**Exercise prompt**
Transcribe the passage of the speech on boycotting Israeli universities from "The teachers' union" to "they do so.".

**Text**
My Lords, of course criticism of Israel is legitimate and not necessarily anti-Semitic. The fiercest critics of Israel are often to be found in Israel itself, certainly in universities in democratic Israel. But criticism of Israel can be a convenient substitute for anti-Semitic sentiment, which may be the subtext of the resolution referred to, which is, in effect, a call for a boycott of Israeli universities.

My 50-year membership of the Labour Party has given me some experience of how well organised groups on the hard left, such as the Socialist Workers Party, can have a disproportionate influence on policy by exploiting what the old Communist Party called "useful idiots"—often well meaning progressives in wider solidarity groups. The UCU resolution is of course an empty gesture. Serious academics will continue to seek partnerships with Israeli academics. Why? Because they value excellence, and Israeli universities are in the premier league of worldwide universities. There are more than 300 collaborative projects between British and Israeli academics under EU auspices. Is it serious or, rather, gesture politics to expect UK academics to withdraw?

This is like the proposed resolution calling on Unison to boycott trade unions in Israel. The truth is that the Israeli trade unions are by far the freest in that region and often very critical of their Government. The truth is that the Israeli academics are by far the freest in the region and include some of the fiercest critics of Israeli government policy. It is thus absurdity on stilts to promote a boycott of the only free universities and the only free trade unions and, apparently, to ignore the more serious abuses of human rights elsewhere.

The teachers' union leads; it is hardly surprising that many students follow, and not only Islamists, hard-left groups and BNP supporters.

Academic freedom and open intellectual exchange are part of the idea of a university. Surely, notwithstanding this glaring example of the trahison des clercs in the union resolution, vice-chancellors should be vigilant, robust and consistent in combating examples of anti-Semitism on campuses, and the Government, in the spirit and letter of their response to the report, should give them full support when they do so.

**Items**
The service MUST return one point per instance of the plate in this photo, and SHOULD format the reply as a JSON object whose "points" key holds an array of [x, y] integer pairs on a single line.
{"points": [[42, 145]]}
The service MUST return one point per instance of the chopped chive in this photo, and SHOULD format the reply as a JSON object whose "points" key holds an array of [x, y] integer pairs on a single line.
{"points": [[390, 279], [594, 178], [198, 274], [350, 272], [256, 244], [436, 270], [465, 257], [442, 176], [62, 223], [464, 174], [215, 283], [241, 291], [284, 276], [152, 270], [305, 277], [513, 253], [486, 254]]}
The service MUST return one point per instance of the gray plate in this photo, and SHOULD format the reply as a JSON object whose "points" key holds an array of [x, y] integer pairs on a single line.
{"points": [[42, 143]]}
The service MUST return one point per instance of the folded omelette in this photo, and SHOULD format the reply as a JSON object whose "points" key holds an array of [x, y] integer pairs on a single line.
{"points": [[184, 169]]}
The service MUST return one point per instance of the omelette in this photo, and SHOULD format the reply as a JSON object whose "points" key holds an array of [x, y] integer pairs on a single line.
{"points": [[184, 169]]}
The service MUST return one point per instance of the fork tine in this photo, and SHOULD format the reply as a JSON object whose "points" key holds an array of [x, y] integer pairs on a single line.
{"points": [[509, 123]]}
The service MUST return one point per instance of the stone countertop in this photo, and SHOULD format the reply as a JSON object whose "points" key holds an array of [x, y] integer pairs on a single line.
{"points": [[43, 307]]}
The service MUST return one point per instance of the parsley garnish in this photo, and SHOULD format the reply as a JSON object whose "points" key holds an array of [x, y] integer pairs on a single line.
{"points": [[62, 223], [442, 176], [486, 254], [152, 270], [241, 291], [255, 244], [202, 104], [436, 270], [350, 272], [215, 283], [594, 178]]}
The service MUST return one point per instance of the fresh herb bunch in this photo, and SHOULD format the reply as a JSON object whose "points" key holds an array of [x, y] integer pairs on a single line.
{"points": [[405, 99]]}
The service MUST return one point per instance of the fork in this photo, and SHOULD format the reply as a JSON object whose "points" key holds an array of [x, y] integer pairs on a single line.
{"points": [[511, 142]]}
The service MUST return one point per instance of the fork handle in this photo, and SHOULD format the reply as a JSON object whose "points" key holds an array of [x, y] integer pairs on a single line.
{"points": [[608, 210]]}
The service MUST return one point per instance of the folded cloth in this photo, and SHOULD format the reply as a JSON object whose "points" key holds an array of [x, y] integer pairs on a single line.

**Correct response**
The teachers' union leads; it is hardly surprising that many students follow, and not only Islamists, hard-left groups and BNP supporters.

Academic freedom and open intellectual exchange are part of the idea of a university. Surely, notwithstanding this glaring example of the trahison des clercs in the union resolution, vice-chancellors should be vigilant, robust and consistent in combating examples of anti-Semitism on campuses, and the Government, in the spirit and letter of their response to the report, should give them full support when they do so.